[[ SELECTED TEXT open ]]

I had a great fuck buddy. We saw each other every week or so, and f–ked each other to insensibility. I liked him, but never thought we had enough in common for things to go further. That was fine with me, although I sometimes got the feeling he might have wanted more.
Finally we spent a whole night together. It was sweet to cuddle, and to wake up before dawn and do it again. Then I didn’t hear from him for weeks. Finally he calls. It’s Sunday morning. I’m puttering around drinking coffee and watering my plants. He says, “What are you doing? Why don’t you come over here and suck my c–k?” I say, “I have to take a shower, but I’ll be there in 45 minutes.” Then he says, “I was only kidding.” We proceed to have a nice chat, in the middle of which he says, “Somebody’s on the other line, I’ll call you back in a minute.”
That was three weeks ago. I miss having sex with him and I’m confused about why it ended. Why do you think he pulled the plug?
— Miss the bang-bang
I could tell you it was this or that but then I’d be eliminating the other thousand possibilities. It could be a boyfriend he never told you about, an ex-boyfriend who just moved back, meeting someone he wanted get serious with. But the most likely scenario is that he walked by a mirror as he was talking to you and he just lost track of why he called.
There’s a formula that might help you understand the nature of your relationship with him: F–k Buddy = Sex Toy. Like any child, gay men can only play with the same toy for so long before they get tired of it. Basically, the formula contains a stick of dynamite. Maybe the fuse got lit and you got the detonating phone call.
Another possibility: When he spent that tender night you got humanized and, oh dear, there went the erotic illusion. You went from c-m bucket to actual person, bringing up an intimacy that scared him.

[[ SELECTED TEXT closed ]]

**PROMPT**. Continue the advice column about the fuck buddy who stopped calling, picking up after its last paragraph.

[[ RECORDED DATA open ]]

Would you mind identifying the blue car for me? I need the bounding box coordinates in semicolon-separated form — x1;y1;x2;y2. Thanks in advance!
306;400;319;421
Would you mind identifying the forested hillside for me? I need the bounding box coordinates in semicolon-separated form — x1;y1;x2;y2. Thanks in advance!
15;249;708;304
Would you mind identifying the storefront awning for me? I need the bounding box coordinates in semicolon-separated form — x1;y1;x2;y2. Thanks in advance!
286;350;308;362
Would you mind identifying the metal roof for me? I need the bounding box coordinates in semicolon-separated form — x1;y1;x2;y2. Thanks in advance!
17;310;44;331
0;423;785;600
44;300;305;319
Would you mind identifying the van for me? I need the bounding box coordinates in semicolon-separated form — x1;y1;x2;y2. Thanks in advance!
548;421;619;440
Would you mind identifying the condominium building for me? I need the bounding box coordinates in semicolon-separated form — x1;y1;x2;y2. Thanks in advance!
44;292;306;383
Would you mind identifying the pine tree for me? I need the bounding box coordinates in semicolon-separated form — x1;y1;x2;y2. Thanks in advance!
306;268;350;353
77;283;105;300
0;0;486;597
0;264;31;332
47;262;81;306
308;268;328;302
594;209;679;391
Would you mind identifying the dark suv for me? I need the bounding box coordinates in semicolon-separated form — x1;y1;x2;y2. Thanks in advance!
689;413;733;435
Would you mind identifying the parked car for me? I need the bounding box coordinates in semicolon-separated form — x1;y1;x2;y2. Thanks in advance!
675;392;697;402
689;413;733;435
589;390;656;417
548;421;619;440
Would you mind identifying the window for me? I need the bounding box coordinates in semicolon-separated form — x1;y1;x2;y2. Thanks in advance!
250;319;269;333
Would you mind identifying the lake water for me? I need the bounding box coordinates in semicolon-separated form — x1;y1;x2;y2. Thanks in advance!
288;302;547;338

[[ RECORDED DATA closed ]]

**RESULT BELOW**.
But enough maybes. F–k buddies are like a pint of fresh milk: They have a short shelf life.
Do you believe in aphrodisiacs? I’ve heard that all kinds of stuff can bring lust to your heart and your date to his knees. Do oysters do it? Does anything?
— Ready to swallow
Oysters got their reputation as a sexual kick-start because of their resemblance to the female anatomy. I know. Barf. I can hear all the seafood forks held by gay men clanging down on their plates.
“Aphrodisiac” came from a Greek Goddess of Love named Woody. Or is it Aphrodite? I forget. Anyway, WebMD, the most respected medical website on the internet said, “Alcohol is one of the only things known for ages as an aphrodisiac that has any real effect on sexual desire. A little alcohol can dissolve inhibitions and put you in the mood.”
But as MacBeth said: “It increases the desire but it takes away the performance.”
Liquor doesn’t make you horny or potent; it just dissolves inhibitions, a completely different thing. Remember, a little goes a long way. Three and a half drinks for a 150 lb. man and they’ll call you stud. Four drinks and they’ll call dud.